** START Source data **
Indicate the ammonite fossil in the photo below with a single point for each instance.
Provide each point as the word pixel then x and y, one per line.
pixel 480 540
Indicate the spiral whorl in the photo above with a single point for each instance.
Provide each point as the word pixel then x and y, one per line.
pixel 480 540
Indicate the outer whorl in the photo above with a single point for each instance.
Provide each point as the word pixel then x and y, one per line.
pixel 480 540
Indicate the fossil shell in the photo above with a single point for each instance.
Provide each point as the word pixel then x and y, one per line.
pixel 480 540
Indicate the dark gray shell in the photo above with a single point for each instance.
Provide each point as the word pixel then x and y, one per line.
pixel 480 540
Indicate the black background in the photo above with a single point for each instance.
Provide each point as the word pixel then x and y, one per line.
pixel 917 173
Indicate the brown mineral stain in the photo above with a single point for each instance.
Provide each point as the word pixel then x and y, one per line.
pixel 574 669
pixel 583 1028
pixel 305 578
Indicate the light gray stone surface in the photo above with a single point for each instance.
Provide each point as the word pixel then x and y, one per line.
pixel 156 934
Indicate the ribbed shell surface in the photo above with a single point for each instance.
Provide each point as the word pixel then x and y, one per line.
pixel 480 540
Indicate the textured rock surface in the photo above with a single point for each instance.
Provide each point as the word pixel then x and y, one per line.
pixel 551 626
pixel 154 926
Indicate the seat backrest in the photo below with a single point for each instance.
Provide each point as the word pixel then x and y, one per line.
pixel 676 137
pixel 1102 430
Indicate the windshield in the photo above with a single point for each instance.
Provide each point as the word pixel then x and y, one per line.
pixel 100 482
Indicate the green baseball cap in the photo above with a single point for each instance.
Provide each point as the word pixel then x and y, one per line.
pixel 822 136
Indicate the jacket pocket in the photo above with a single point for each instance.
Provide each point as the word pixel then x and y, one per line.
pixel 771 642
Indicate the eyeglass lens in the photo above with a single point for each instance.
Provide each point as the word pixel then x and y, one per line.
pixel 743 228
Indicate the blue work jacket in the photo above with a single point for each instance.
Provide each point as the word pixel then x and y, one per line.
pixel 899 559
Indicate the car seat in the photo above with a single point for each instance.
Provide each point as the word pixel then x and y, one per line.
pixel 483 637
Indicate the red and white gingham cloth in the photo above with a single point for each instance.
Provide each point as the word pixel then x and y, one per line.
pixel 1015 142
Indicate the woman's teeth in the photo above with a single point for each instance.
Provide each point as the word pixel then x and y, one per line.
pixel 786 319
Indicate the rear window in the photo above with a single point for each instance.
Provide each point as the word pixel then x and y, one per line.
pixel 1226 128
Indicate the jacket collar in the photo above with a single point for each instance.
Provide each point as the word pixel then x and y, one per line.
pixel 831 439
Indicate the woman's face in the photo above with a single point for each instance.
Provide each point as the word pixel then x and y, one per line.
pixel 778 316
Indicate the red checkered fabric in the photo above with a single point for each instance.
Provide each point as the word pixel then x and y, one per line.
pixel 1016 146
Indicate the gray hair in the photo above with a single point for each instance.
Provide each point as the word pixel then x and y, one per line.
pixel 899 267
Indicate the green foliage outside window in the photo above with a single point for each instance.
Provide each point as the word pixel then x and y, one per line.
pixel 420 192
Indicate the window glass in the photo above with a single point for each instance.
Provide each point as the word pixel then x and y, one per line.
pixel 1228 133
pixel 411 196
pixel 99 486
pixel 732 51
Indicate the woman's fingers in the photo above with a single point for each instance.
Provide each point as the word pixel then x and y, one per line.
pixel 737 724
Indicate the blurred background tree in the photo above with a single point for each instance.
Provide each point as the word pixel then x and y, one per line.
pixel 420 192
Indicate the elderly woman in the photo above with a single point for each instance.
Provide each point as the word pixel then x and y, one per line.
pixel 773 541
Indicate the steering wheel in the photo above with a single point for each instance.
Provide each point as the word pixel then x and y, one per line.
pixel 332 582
** END Source data **
• Aim of the task: Working from the material above, retype it in its entirety without change.

• Solution to the exercise:
Indicate the ammonite fossil in the photo below with a single point for each instance.
Provide each point as the word pixel then x and y, one per line.
pixel 480 540
Indicate the spiral whorl in the photo above with a single point for each instance.
Provide each point as the word pixel then x and y, one per line.
pixel 480 540
Indicate the outer whorl in the photo above with a single point for each instance.
Provide each point as the word pixel then x and y, one per line.
pixel 480 540
Indicate the fossil shell in the photo above with a single point for each instance.
Provide each point as the word pixel then x and y, one per line.
pixel 480 540
Indicate the dark gray shell in the photo above with a single point for each instance.
Provide each point as the word pixel then x and y, one per line.
pixel 480 540
Indicate the black background in the photo above with a single point for each instance.
Provide each point as the word pixel then x and y, one per line.
pixel 917 173
Indicate the brown mineral stain in the photo above with a single point for each instance.
Provide each point as the word pixel then x and y, one per line.
pixel 574 669
pixel 583 1028
pixel 305 578
Indicate the light gray stone surface in the photo above with a single point for each instance.
Provide each point as the word pixel then x and y, one per line.
pixel 156 934
Indicate the ribbed shell surface in the photo above with a single point for each instance.
Provide each point as the word pixel then x and y, one per line.
pixel 480 540
Indicate the textured rock surface in the photo above with a single point for each instance.
Provide each point as the word pixel then x and y, one per line.
pixel 551 626
pixel 154 926
Indicate the seat backrest in the photo below with a single point for each instance.
Provide each point as the word pixel then x and y, one per line.
pixel 676 137
pixel 1102 430
Indicate the windshield in the photo above with a single point for each instance.
Provide each point as the word pixel then x and y, one per line.
pixel 100 482
Indicate the green baseball cap in the photo above with a single point for each instance.
Provide each point as the word pixel then x and y, one per line.
pixel 822 136
Indicate the jacket pocket in the photo above with a single point for each instance.
Provide each point as the word pixel then x and y, one per line.
pixel 771 642
Indicate the eyeglass lens in the photo above with a single point for each instance.
Provide each point as the word pixel then x and y, one per line.
pixel 743 228
Indicate the blue work jacket in the photo above with a single point for each instance.
Provide each point as the word pixel then x and y, one per line.
pixel 899 559
Indicate the car seat in the photo above with a single point for each instance.
Provide each point as the word pixel then x and y, one per line.
pixel 483 637
Indicate the red and white gingham cloth in the photo above with a single point for each instance.
Provide each point as the word pixel then x and y, one per line.
pixel 1015 142
Indicate the woman's teeth in the photo above with a single point for each instance.
Provide each point as the word pixel then x and y, one per line.
pixel 786 319
Indicate the rear window in the photo above with a single point for each instance.
Provide each point as the word pixel then x and y, one per line.
pixel 1226 128
Indicate the jacket collar in the photo above with a single point for each instance.
Provide each point as the word pixel then x and y, one per line.
pixel 831 439
Indicate the woman's face in the photo above with a single point for each instance.
Provide each point as the word pixel then x and y, one per line.
pixel 778 316
Indicate the red checkered fabric in the photo above with a single point for each instance.
Provide each point as the word pixel then x and y, one per line.
pixel 1016 146
Indicate the gray hair in the photo above with a single point for each instance.
Provide each point as the word pixel then x and y, one per line.
pixel 899 267
Indicate the green foliage outside window in the photo above with a single point for each instance.
Provide each point as the word pixel then x and y, one per line.
pixel 420 192
Indicate the window glass in the photo above with a single point for each instance.
Provide each point as the word pixel then x and y, one per line.
pixel 1228 133
pixel 411 196
pixel 99 486
pixel 732 51
Indicate the woman's fingers in the photo above with a single point for each instance.
Provide each point as the word pixel then x and y, one per line.
pixel 737 724
Indicate the blurred background tree in the photo above with a single point for each instance.
Provide each point as the word pixel then x and y, one per line.
pixel 420 192
Indicate the elderly woman in the photo above with a single point for each instance.
Provide each point as the word pixel then x and y, one per line.
pixel 773 541
Indicate the steering wheel in the photo above with a single point for each instance.
Provide each point as the word pixel then x and y, one per line.
pixel 332 582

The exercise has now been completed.